What is needed: Check every line of the entries for "tree", and copy the lines that hold it.

*** Information supplied Section Begins ***

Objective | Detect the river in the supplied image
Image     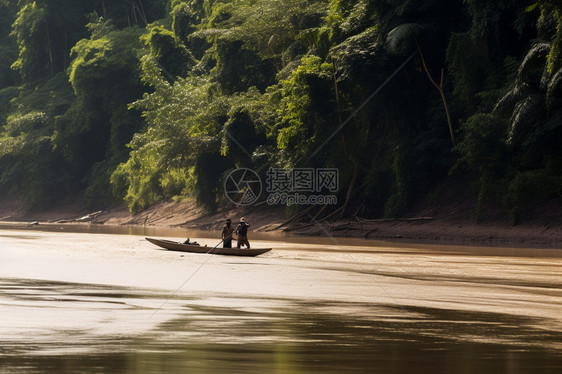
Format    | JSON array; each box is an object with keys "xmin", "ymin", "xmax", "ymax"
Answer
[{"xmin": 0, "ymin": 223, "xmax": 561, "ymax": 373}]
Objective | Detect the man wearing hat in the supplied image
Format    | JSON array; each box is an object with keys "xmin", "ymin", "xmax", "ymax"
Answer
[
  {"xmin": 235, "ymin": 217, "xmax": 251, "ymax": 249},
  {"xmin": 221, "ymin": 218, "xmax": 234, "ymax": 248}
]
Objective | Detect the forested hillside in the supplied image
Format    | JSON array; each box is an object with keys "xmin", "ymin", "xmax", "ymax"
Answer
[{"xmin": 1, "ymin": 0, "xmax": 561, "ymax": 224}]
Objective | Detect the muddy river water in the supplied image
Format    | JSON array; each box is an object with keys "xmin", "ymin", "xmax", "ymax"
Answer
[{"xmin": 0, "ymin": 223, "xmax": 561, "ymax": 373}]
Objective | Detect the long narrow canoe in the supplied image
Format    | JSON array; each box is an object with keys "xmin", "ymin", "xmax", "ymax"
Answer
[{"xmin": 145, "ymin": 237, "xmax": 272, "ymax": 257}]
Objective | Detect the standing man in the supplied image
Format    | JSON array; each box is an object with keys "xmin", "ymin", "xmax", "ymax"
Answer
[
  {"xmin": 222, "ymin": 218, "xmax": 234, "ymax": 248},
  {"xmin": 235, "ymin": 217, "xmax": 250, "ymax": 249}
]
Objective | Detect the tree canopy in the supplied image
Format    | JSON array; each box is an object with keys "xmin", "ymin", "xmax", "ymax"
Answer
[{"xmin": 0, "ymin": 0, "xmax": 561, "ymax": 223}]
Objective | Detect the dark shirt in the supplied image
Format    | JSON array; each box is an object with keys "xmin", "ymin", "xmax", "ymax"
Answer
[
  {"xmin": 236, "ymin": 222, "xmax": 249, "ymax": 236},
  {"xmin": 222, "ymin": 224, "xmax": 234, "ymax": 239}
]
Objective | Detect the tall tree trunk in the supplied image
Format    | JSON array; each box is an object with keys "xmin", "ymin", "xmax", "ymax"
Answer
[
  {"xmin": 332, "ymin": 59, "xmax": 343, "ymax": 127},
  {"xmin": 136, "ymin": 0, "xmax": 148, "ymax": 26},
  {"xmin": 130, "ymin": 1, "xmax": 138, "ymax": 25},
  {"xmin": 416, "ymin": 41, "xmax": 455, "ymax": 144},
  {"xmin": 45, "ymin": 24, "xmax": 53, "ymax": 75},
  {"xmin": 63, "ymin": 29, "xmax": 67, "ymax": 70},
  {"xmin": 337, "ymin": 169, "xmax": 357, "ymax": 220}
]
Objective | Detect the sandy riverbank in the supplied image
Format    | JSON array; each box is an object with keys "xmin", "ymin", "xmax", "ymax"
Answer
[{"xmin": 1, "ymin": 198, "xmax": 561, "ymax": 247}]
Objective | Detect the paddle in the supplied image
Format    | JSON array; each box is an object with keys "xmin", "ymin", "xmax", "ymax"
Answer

*** Information supplied Section Ends ***

Solution to the problem:
Objective | Detect the tree canopy in the supplied image
Objective | Detect the tall tree trunk in the supplied image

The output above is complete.